An author may not want to use their real name because they don’t want people to know that they write in a particular genre or about a specific topic.

For example, a writer of erotic romance novels may face controversy over their work if recognition will jeopardize their career as a primary school teacher. Political non-fiction writers may not want to attach their real names to their work to avoid conflicts of interest or support in their personal life.

Historically, women have had a more challenging time successfully getting published than men. 

As such, a number of female authors circa the 19th century and prior chose to publish under a male pseudonym to increase their chances of success in the publishing world. Later, they use their literary success as a platform to reveal their true identity.

Even without the need to protect one’s security in their day job or to increase chances of publishing success, an author may choose a pen name simply to keep their private life private. 

Fame brings attention, and that attention is often unwarranted. A pen name allows an author to carry on with their private life without so much public interest.

Objective 1. Reproduce a section of the pen-name passage verbatim, beginning at the words "Even without the" and stopping after the words "private life private.".
Objective 2. Extend the passage on why authors use pen names, starting right after its final sentence.

Information given.

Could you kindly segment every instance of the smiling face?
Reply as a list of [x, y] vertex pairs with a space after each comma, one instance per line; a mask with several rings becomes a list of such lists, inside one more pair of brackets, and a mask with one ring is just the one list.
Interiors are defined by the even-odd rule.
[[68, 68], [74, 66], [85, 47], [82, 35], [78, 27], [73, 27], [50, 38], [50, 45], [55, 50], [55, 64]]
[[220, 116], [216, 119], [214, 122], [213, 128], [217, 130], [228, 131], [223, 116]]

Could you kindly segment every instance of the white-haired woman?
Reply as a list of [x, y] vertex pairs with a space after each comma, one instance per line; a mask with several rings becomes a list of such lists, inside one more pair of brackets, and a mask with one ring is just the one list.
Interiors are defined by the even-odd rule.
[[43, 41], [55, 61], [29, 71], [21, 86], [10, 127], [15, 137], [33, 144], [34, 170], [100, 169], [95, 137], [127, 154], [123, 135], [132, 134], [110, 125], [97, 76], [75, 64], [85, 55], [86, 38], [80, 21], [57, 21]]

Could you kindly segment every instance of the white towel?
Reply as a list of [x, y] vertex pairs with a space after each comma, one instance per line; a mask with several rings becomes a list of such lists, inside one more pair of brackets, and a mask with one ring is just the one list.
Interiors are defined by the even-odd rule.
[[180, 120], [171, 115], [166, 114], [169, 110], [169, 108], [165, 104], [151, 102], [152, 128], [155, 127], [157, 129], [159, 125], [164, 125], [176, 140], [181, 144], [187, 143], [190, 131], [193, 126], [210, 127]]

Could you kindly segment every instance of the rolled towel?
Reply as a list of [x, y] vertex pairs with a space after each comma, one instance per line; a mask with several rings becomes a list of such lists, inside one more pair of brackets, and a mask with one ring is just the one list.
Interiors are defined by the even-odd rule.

Final result 1.
Even without the need to protect one’s security in their day job or to increase chances of publishing success, an author may choose a pen name simply to keep their private life private.

Final result 2.
2. To break through discrimination

When a potential reader makes first contact with a book, they judge it by its front cover, despite the old adage of never doing so. One form of judging a book by its cover is looking at the author’s name.

If an author comes from and owns a name relevant to a particular country or culture, the fact is that country or culture may influence how a member of another culture receives the book.

Despite the great leaps forward and away from racism and sexism since the last century, there is still, unfortunately, an ingrained tendency toward discrimination in society today. 

Some authors choose a pseudonym to detach from their culture, publish their work, and later reveal their true name and identity post-publishing success.

Note: Be mindful of adopting a new cultural identity with your name. It may cause backlash.

3. To explore a different genre

In the film industry, some actors frequently get typecast in the same type of role and struggle to break into different roles and genres. Consider Liam Neeson and his revenge arcs or Morgan Freeman in his roles as a wise teacher.

In the same way, authors get ‘typecast’ in their genre. For example, when we hear Agatha Christie, we think of mystery novels. When we think of Stephen King, we think of horror fiction.

As such, an author may choose a pen name to break any associations with a particular genre and give them a chance to try something new. 

Agatha Christie famously adopted the name Mary Westcott to write romance novels and avoid disappointing fans who will come to expect a mystery story. Stephen King used the pseudonym Richard Bachman and continued to write horror fiction to see if his work could achieve success on its own without being bolstered by his famous name.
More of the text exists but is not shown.